◆ **PROBLEM STATEMENT**
Reproduce the following data verbatim, line for line.
--- START RECORD LIST ---
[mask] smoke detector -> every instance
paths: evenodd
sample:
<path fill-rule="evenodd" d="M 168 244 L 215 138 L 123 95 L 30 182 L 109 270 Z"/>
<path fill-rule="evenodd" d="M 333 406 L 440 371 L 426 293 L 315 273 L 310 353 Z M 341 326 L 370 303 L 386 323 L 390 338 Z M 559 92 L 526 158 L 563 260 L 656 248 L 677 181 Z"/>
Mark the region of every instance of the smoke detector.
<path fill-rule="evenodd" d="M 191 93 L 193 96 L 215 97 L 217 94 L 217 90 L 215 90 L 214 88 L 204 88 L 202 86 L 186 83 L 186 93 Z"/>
--- END RECORD LIST ---
◆ **RESPONSE TO THE EXERCISE**
[mask] smoke detector -> every instance
paths: evenodd
sample:
<path fill-rule="evenodd" d="M 168 244 L 215 138 L 123 95 L 30 182 L 109 270 Z"/>
<path fill-rule="evenodd" d="M 333 406 L 440 371 L 426 293 L 315 273 L 310 353 Z M 341 326 L 370 303 L 386 323 L 390 338 Z M 559 92 L 526 158 L 563 260 L 656 248 L 677 181 Z"/>
Mark the region of every instance of the smoke detector.
<path fill-rule="evenodd" d="M 191 93 L 193 96 L 215 97 L 217 94 L 217 90 L 215 90 L 214 88 L 204 88 L 202 86 L 186 83 L 186 93 Z"/>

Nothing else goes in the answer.